• [Excerpts from a detection dataset]

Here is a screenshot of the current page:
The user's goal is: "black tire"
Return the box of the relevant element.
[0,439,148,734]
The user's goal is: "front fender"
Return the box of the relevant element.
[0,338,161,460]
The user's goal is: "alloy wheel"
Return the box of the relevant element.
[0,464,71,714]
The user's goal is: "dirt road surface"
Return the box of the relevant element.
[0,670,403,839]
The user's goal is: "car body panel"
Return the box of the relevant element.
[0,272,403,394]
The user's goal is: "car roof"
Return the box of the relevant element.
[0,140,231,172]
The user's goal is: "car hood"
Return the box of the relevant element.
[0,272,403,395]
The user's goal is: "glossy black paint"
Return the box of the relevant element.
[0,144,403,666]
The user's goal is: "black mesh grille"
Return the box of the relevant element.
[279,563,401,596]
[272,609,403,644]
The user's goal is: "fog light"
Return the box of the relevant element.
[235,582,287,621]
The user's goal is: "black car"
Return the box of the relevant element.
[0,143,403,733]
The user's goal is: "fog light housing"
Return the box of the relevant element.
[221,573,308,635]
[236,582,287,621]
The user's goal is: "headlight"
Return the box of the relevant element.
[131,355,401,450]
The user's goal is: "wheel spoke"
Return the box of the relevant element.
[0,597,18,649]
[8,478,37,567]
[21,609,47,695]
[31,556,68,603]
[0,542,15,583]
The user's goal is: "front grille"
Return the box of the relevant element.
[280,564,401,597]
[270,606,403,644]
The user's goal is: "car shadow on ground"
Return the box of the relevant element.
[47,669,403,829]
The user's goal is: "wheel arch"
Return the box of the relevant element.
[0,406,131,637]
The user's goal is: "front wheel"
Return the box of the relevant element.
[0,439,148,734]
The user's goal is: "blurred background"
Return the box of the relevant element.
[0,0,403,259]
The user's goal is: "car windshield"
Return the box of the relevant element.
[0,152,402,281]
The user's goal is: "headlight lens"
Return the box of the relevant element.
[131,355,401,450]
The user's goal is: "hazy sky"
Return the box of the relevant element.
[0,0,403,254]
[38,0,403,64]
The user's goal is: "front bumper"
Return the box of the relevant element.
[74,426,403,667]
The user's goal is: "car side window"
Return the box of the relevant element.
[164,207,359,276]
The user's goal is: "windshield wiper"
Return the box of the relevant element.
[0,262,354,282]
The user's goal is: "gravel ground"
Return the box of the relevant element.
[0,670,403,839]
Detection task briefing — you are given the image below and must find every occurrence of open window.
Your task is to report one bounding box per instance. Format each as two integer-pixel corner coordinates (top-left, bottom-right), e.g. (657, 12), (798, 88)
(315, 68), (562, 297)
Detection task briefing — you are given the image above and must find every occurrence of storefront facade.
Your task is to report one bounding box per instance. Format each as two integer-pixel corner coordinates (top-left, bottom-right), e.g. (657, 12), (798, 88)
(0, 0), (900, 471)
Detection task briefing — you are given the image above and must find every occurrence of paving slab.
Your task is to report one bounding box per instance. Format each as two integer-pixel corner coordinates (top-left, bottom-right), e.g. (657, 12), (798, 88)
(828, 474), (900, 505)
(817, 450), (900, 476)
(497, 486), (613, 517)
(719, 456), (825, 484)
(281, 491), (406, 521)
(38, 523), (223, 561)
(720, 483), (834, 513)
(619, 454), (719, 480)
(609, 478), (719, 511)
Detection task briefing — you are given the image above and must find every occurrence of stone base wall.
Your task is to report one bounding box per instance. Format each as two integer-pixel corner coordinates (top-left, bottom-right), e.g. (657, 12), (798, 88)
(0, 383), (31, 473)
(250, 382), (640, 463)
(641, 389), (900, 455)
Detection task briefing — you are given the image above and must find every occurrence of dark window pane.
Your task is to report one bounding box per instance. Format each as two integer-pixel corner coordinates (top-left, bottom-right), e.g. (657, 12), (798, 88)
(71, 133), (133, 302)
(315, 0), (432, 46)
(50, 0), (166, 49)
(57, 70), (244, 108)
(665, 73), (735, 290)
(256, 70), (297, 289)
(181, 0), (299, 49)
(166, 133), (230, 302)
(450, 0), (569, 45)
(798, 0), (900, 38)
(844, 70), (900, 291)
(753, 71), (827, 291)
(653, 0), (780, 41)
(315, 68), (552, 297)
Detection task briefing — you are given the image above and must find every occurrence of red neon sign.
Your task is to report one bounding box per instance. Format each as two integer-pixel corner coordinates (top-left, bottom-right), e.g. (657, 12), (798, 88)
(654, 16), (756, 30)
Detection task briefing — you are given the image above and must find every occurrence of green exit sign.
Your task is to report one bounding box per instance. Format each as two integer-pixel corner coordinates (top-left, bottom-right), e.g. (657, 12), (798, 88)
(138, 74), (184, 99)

• [Work instructions] Copy out every one of the records above, character for character.

• [Solution to the exercise]
Here is a screenshot of the current page:
The user's goal is: "black tire"
Return the box of the relevant element.
[0,439,148,734]
The user's goal is: "front fender"
Return the box of the relevant element.
[0,338,161,460]
The user's goal is: "alloy wheel"
Return the box of the relevant element.
[0,464,71,714]
The user's goal is: "dirt road surface"
Return the box of the relevant element.
[0,670,403,839]
The user's goal is: "car body panel"
Return the box of the relevant element.
[0,272,403,394]
The user's goal is: "car roof"
Return the box of the relevant element.
[0,140,231,172]
The user's goal is: "car hood"
Return the box of the relevant element.
[0,272,403,395]
The user's goal is: "glossy black paint"
Return the box of the relevant element.
[0,144,403,666]
The user's goal is: "black mesh grille"
Return the box of the relevant element.
[279,563,401,596]
[272,609,403,644]
The user's goal is: "fog light"
Return the box of the relevant element.
[235,582,287,621]
The user's goal is: "black car"
Return the box of the relevant element.
[0,143,403,733]
The user's goal is: "fog light housing"
Return the box of the relevant element.
[221,573,308,635]
[236,582,287,621]
The user's goal is: "headlight"
Return the box of the relevant element.
[131,355,401,450]
The user's goal is: "wheel spoke"
Return the box of the relevant element.
[0,597,18,649]
[8,478,37,567]
[21,609,47,695]
[31,556,68,603]
[0,542,15,583]
The user's goal is: "front grille"
Return the box of the relevant element.
[280,564,401,597]
[270,606,403,644]
The user's goal is: "car shadow on ground"
Return the box of the relevant element.
[47,669,403,829]
The user's goal is: "wheel arch"
Return the box of the relevant element.
[0,406,131,637]
The user's goal is: "front wheel"
Return the box of the relevant element.
[0,439,148,734]
The user's goal is: "blurred background"
Return the box of the relevant element.
[0,0,403,259]
The user's goal is: "car windshield"
Return the box of the relevant element.
[0,152,402,281]
The user's goal is: "headlight lens"
Return the box of the relevant element.
[131,355,401,450]
The user's goal is: "hazy sky"
Return the box of the relevant element.
[0,0,403,254]
[38,0,403,64]
The user's goal is: "front bumper"
Return the box of the relevant element.
[74,426,403,667]
The user's goal is: "car side window"
Return the box of the relevant element.
[164,207,359,276]
The user's goal is: "windshield wiper"
Return the box of the relevant element.
[0,262,354,282]
The user's goal is: "gravel ground"
Return the box of the relevant element.
[0,670,403,839]
Detection task briefing — you are given the image below and must find every occurrence of open window.
Your task is to report one bounding box per instance. Format each as two integer-pixel corner coordinates (top-left, bottom-right), e.g. (657, 12), (798, 88)
(315, 68), (562, 297)
Detection task briefing — you are given the image above and must find every occurrence of storefront facade.
Your task is to report one bounding box per instance. Format each as two integer-pixel corner coordinates (top-left, bottom-right), e.g. (657, 12), (798, 88)
(0, 0), (900, 471)
Detection task briefing — you are given the image above and must find every occurrence of paving slab.
Your task is to report one bounding box per instance. Format each as two integer-pixel corner coordinates (top-left, bottom-right), e.g. (657, 12), (798, 88)
(828, 474), (900, 505)
(817, 450), (900, 476)
(497, 486), (613, 517)
(719, 456), (825, 484)
(281, 491), (406, 521)
(38, 523), (223, 561)
(720, 483), (834, 513)
(619, 454), (719, 480)
(609, 478), (719, 511)
Detection task briefing — you are given the image above and must find every occurrence of stone base wall.
Your task is to report one bounding box per instance. Format each as two integer-pixel corner coordinates (top-left, bottom-right), e.g. (657, 12), (798, 88)
(0, 383), (31, 473)
(250, 382), (640, 463)
(641, 389), (900, 455)
Detection task briefing — you are given the image above and must find every occurrence of dark window pane.
Your task is to report one bounding box per instance. Format each as two integer-pixel corner coordinates (top-left, bottom-right), e.g. (657, 12), (798, 88)
(71, 133), (133, 302)
(315, 0), (432, 46)
(50, 0), (166, 49)
(57, 70), (244, 108)
(665, 73), (735, 290)
(256, 70), (297, 289)
(181, 0), (299, 49)
(166, 133), (230, 302)
(450, 0), (569, 45)
(798, 0), (900, 38)
(844, 70), (900, 291)
(753, 71), (827, 291)
(653, 0), (780, 41)
(315, 68), (552, 297)
Detection task briefing — you are given the image above and must find every occurrence of red neon sign.
Your task is to report one bounding box per instance. Format each as two integer-pixel corner coordinates (top-left, bottom-right), e.g. (657, 12), (798, 88)
(654, 16), (756, 30)
Detection task briefing — you are given the image above and must find every occurrence of green exit sign.
Your task is to report one bounding box per instance. Format each as two integer-pixel corner coordinates (top-left, bottom-right), e.g. (657, 12), (798, 88)
(138, 74), (184, 99)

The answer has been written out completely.